### What to work on
Would you extract the whole listing below and retype it exactly?

### Collected data
--*--
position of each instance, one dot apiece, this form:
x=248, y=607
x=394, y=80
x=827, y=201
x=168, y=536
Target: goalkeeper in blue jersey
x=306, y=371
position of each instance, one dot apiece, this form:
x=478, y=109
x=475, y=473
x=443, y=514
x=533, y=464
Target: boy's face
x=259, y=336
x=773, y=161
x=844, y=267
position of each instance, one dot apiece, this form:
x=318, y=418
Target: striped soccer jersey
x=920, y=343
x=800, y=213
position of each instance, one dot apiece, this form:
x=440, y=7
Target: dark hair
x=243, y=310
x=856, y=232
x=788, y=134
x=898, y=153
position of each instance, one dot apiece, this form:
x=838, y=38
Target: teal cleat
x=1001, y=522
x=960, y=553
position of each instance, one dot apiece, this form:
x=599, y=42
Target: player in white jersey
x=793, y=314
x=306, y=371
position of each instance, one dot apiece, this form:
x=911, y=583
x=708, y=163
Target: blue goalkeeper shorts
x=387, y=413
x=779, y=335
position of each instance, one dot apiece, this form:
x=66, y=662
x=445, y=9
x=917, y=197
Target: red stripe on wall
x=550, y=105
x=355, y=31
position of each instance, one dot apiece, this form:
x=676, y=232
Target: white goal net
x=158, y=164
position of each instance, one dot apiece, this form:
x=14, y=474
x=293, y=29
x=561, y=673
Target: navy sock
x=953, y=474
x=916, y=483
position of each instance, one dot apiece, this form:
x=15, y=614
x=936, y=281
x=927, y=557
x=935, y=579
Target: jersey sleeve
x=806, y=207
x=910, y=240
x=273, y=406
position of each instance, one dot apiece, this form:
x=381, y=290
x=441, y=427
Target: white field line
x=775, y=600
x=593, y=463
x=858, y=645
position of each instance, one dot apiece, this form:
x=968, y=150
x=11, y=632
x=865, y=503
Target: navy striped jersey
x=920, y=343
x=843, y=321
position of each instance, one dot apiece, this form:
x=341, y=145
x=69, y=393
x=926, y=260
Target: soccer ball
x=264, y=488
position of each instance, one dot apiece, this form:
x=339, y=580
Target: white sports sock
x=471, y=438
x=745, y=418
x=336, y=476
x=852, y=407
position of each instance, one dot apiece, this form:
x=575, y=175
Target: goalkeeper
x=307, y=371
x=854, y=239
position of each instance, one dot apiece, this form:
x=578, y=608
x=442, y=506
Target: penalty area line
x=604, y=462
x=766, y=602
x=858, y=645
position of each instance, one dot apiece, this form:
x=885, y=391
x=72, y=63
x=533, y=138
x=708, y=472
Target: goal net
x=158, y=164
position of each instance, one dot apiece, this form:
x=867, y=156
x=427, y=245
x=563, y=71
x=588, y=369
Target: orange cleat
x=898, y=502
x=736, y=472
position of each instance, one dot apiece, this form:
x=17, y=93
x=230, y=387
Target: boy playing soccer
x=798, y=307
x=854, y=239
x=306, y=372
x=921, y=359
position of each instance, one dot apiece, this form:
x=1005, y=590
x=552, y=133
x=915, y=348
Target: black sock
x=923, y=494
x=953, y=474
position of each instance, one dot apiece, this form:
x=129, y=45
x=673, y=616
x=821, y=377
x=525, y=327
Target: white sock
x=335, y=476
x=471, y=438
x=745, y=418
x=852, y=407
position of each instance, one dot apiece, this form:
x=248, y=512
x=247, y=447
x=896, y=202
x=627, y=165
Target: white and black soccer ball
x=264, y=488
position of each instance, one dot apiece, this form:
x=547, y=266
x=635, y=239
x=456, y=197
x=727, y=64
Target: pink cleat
--*--
### Answer to the task
position of each instance, one dot apiece, this form:
x=248, y=607
x=394, y=80
x=827, y=201
x=168, y=536
Target: goalkeeper in blue jersey
x=306, y=371
position of each instance, one dot apiece, this form:
x=478, y=109
x=475, y=473
x=443, y=514
x=533, y=464
Target: boy's face
x=259, y=336
x=773, y=161
x=844, y=267
position of each instance, one dot apiece, this form:
x=318, y=418
Target: striped soccer jersey
x=920, y=343
x=800, y=213
position of each instance, one dot apiece, this form:
x=440, y=7
Target: dark hair
x=243, y=310
x=856, y=232
x=788, y=134
x=898, y=153
position of each instance, one dot apiece, this form:
x=838, y=38
Target: teal cleat
x=1001, y=522
x=960, y=553
position of each instance, one dot apiece, this form:
x=599, y=42
Target: player in white jersey
x=793, y=314
x=306, y=371
position of each instance, one dot apiece, this form:
x=911, y=583
x=708, y=163
Target: blue goalkeeper shorts
x=387, y=413
x=779, y=335
position of each instance, one dot apiece, this form:
x=66, y=662
x=445, y=9
x=917, y=197
Target: red stripe on wall
x=550, y=105
x=355, y=31
position of each instance, one dot apiece, this form:
x=676, y=232
Target: white goal net
x=158, y=164
position of each instance, one dot apiece, this form:
x=14, y=474
x=293, y=29
x=561, y=673
Target: navy sock
x=953, y=474
x=916, y=483
position of each instance, one dot apiece, this form:
x=15, y=614
x=936, y=281
x=927, y=557
x=935, y=579
Target: jersey sleeve
x=806, y=207
x=910, y=240
x=273, y=406
position of each instance, one dot apiece, this form:
x=381, y=290
x=441, y=427
Target: white field line
x=775, y=600
x=593, y=463
x=858, y=645
position of each instance, one dot apiece, this form:
x=968, y=150
x=11, y=632
x=865, y=503
Target: navy striped jersey
x=920, y=343
x=843, y=321
position of each instance, one dot apiece, this form:
x=341, y=145
x=69, y=393
x=926, y=260
Target: soccer ball
x=264, y=488
position of each instance, one dot apiece, this form:
x=339, y=580
Target: white sports sock
x=471, y=438
x=745, y=418
x=336, y=476
x=852, y=407
position of each instance, one dot apiece, this form:
x=575, y=175
Target: goalkeeper
x=307, y=371
x=854, y=239
position of each instance, one dot apiece, this form:
x=578, y=608
x=442, y=506
Target: penalty area line
x=604, y=462
x=766, y=602
x=858, y=645
position of each instance, one dot apiece, this form:
x=885, y=391
x=72, y=63
x=533, y=138
x=708, y=472
Target: goal net
x=158, y=164
position of each instance, one dot apiece, this form:
x=867, y=156
x=427, y=245
x=563, y=71
x=588, y=369
Target: orange cleat
x=898, y=502
x=736, y=472
position of each instance, one dot apiece, this form:
x=17, y=93
x=230, y=387
Target: boy playing soccer
x=798, y=307
x=854, y=239
x=306, y=372
x=921, y=359
position of each instance, one dot apiece, this form:
x=1005, y=590
x=552, y=133
x=915, y=348
Target: black sock
x=923, y=494
x=953, y=474
position of each instance, one dot apiece, this form:
x=129, y=45
x=673, y=616
x=821, y=377
x=525, y=327
Target: white sock
x=335, y=476
x=471, y=438
x=745, y=418
x=852, y=407
position of each instance, one dot apiece, this form:
x=248, y=512
x=247, y=447
x=896, y=202
x=627, y=165
Target: white and black soccer ball
x=264, y=488
position of each instance, one dot apiece, this form:
x=547, y=266
x=635, y=239
x=456, y=197
x=727, y=64
Target: pink cleat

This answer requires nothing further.